━━ TEXT ━━
Design and construction
- Architect: Cengiz Şentürk
- Architecture firm: Arkiv
- Developer: STU Construction
- Structural engineer: Tek-Ar Engineering

= Gökdelen Towers =

Skyscraper in Samsun, Turkey

Gökdelen Towers is a two-tower luxury residential complex located in Samsun, Turkey. Construction of the two buildings began in 2012 and was completed in 2018. The development consists of two high-rise residential towers. Tower One stands 378 ft and 30 floors. Tower Two stands 340 ft and 27 floors. The complex has 212 residential units and is 625,000 square feet. Gökdelen Tower One is the tallest building in Samsun Province and the Central Black Sea region.

== History ==
The towers are set at one of the highest points in Samsun and offer expansive views of the surrounding region. Samsun's rapid economic and population development has led to the construction of a new generation of high-rise apartment buildings. Upon Gökdelen Towers completion in 2018, Tower One surpassed the Sheraton Hotel Samsun as the tallest building in the region, Tower Two is the third tallest in the Samsun region. The towers are located in a formerly rural district of Samsun called Büyükkolpınar which has rapidly developed since the economic liberalization of Turkey in the early 2000s. The building is in close proximity to neighboring Atakum, Ondokuz Mayıs University and the Samsun City Center at the junction of Bünyan Cd and Recep Tayyip Erdoğan Boulevard.

In 2016, construction on the project was temporarily halted due to financial irregularities. Controversy arose during the construction and development of the project due to the involvement of local officials and the use of municipal vehicles for site preparation. The height of the two towers drew criticism due to their impact on Samsun's otherwise low-rise skyline. Since their construction, several other mid and high-rise buildings have been built in the region.

== Design ==
The two buildings are of concrete frame construction and furnished with modern exterior finishes. Both towers are whitewashed, with all units outfitted with large balconies and windows. Construction of the development was undertaken by Stu Construction. Arkiv was the architectural firm responsible for the design with Cengiz Şentürk serving as the lead architect. Büşra Karatay, Hakan Düzen and Ceren Şentürk served as contributing architects to the project Units range in size from 240 to 310 sqm. The complex has a pool and other community amenity spaces.
━━━
*EXERCISE*:
Copy the stretch of the Gökdelen Towers text from "Skyscraper in Samsun, Turkey" through "Black Sea region.", swapping "luxury" for "high-end". Rely only on the text above.
━━ DATA EXTRACTS ━━
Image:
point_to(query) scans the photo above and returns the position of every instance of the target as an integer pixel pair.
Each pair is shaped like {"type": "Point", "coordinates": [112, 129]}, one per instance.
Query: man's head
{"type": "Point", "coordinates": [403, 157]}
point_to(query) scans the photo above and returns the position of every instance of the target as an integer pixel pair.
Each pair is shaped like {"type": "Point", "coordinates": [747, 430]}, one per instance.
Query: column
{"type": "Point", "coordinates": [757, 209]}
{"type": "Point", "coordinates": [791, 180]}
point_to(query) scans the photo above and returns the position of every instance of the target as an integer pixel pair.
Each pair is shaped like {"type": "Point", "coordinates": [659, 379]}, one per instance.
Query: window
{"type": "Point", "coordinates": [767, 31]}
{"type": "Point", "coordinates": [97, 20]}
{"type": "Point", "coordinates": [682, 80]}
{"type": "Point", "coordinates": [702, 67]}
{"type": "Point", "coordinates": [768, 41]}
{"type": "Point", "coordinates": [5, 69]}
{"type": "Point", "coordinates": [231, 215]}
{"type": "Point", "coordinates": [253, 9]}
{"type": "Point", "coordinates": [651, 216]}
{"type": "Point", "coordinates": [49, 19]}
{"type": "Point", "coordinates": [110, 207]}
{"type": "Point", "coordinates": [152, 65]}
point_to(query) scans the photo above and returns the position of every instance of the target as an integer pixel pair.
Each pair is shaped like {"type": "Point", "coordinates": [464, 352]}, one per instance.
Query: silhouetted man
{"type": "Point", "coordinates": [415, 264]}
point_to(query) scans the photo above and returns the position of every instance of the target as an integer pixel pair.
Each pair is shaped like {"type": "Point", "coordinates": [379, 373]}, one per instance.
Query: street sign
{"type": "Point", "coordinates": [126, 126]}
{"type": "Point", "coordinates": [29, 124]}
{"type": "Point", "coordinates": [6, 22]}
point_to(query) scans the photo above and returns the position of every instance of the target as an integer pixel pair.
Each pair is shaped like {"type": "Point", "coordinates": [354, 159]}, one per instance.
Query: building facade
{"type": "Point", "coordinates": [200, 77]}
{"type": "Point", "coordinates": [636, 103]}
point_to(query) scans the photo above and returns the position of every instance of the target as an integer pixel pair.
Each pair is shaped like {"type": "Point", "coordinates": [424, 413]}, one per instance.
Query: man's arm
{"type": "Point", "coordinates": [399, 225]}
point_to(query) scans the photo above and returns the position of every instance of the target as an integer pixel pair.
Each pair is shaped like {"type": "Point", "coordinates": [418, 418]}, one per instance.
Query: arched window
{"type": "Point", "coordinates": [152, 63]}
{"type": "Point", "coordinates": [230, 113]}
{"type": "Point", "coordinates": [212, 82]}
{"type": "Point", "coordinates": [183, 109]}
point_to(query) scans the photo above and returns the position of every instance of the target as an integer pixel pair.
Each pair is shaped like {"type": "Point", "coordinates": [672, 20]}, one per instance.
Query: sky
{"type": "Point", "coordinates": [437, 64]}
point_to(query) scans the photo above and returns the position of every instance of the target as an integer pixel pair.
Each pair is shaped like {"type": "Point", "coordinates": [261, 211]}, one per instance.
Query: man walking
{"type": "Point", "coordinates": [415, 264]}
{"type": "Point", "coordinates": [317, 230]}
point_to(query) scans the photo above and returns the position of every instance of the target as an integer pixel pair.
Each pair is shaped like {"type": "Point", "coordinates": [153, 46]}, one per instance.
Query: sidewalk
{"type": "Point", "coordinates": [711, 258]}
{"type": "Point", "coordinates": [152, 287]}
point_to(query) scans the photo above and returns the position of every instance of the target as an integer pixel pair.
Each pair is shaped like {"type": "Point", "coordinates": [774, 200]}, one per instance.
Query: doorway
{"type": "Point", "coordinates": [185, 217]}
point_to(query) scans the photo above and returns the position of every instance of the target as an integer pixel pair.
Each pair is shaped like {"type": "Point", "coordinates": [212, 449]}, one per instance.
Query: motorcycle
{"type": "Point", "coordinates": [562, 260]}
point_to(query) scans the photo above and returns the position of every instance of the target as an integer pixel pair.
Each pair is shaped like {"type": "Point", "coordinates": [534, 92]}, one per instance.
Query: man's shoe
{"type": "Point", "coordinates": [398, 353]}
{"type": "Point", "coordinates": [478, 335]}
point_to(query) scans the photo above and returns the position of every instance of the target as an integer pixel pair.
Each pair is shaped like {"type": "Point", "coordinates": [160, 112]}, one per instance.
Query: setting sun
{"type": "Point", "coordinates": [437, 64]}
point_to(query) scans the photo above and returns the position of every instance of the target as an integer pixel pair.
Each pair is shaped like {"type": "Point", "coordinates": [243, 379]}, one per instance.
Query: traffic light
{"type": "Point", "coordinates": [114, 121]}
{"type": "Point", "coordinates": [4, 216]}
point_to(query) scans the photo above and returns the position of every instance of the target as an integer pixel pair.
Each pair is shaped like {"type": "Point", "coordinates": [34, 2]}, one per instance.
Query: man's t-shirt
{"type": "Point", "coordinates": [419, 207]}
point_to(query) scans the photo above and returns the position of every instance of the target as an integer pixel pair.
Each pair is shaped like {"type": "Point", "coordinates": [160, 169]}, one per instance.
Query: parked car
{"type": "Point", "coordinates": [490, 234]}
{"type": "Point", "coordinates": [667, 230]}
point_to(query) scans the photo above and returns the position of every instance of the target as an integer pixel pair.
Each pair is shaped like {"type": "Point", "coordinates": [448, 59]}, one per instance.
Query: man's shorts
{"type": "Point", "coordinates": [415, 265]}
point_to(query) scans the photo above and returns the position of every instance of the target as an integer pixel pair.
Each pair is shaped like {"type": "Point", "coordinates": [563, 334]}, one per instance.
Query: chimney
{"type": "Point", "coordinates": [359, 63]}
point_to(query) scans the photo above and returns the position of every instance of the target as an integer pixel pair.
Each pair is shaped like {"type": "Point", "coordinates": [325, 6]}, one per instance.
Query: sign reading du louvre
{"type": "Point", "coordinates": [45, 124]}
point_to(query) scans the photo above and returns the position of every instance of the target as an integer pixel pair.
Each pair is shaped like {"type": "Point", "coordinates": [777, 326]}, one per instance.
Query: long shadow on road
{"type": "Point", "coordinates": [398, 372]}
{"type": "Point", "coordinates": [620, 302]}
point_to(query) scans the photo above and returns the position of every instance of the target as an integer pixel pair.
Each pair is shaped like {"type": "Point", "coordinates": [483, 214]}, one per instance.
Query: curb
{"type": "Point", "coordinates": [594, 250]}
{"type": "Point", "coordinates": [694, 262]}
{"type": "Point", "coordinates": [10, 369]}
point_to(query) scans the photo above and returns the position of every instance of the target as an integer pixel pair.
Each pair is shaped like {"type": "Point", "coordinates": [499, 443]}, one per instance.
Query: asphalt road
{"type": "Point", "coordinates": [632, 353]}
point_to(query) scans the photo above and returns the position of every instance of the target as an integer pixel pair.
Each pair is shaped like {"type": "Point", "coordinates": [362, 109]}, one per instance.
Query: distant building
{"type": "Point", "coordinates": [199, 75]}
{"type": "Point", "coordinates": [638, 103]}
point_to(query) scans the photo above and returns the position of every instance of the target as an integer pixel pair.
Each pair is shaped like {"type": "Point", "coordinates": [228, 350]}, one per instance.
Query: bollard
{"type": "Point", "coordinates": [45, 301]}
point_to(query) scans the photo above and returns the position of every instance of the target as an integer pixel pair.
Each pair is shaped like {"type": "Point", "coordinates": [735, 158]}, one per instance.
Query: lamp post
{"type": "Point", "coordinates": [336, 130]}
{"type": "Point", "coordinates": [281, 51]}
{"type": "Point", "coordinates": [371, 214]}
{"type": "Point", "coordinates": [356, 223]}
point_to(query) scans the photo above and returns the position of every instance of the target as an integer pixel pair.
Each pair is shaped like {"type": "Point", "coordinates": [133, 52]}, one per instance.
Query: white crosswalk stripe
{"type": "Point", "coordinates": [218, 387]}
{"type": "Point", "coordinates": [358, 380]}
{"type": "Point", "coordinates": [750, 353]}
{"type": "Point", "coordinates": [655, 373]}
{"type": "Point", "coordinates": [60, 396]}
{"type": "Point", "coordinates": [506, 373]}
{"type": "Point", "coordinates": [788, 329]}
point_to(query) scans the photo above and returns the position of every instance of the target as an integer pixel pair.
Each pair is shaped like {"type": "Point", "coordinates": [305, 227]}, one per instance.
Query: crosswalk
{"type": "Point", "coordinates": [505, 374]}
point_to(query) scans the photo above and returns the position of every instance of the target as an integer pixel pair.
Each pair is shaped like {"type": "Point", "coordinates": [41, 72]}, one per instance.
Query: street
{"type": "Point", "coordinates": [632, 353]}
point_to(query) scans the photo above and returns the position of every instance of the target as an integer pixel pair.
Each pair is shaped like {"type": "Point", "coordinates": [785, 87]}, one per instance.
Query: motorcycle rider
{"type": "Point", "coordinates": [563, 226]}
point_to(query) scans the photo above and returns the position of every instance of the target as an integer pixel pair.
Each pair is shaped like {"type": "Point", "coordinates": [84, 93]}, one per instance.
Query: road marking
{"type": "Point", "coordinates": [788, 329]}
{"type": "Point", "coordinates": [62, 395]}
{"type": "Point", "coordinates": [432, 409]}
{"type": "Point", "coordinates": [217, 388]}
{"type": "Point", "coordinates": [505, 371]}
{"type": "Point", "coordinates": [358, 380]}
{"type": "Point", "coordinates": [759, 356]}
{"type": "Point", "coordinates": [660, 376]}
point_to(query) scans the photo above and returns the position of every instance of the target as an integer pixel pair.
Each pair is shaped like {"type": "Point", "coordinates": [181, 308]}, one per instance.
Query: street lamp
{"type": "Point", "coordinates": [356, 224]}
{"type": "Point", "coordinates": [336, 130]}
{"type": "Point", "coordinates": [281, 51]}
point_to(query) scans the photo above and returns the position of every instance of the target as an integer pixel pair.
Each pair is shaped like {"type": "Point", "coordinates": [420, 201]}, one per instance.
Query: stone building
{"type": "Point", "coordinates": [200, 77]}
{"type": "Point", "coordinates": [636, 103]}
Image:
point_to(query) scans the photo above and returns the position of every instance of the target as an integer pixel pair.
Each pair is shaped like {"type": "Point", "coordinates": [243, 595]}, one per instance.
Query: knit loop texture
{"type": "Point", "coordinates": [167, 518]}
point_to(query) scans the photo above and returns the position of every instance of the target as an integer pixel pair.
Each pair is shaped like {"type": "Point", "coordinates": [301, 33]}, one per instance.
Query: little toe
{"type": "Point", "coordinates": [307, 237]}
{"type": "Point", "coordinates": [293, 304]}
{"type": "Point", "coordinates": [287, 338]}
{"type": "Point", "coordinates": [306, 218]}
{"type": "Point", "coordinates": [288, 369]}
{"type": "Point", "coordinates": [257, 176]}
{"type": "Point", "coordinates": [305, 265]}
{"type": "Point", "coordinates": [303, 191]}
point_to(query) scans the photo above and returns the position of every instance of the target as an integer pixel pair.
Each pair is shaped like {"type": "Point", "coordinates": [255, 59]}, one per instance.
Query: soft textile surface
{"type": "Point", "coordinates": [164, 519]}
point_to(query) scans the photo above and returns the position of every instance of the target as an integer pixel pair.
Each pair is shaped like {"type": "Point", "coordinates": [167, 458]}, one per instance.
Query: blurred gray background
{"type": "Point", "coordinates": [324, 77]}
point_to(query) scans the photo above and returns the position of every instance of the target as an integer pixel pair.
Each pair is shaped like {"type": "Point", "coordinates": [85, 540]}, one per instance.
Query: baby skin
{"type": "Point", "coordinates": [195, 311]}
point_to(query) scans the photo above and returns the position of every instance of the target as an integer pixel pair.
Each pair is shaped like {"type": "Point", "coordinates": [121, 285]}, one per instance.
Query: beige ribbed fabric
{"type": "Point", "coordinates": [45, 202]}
━━━
*ANSWER TO THIS PROBLEM*:
Skyscraper in Samsun, Turkey

Gökdelen Towers is a two-tower high-end residential complex located in Samsun, Turkey. Construction of the two buildings began in 2012 and was completed in 2018. The development consists of two high-rise residential towers. Tower One stands 378 ft and 30 floors. Tower Two stands 340 ft and 27 floors. The complex has 212 residential units and is 625,000 square feet. Gökdelen Tower One is the tallest building in Samsun Province and the Central Black Sea region.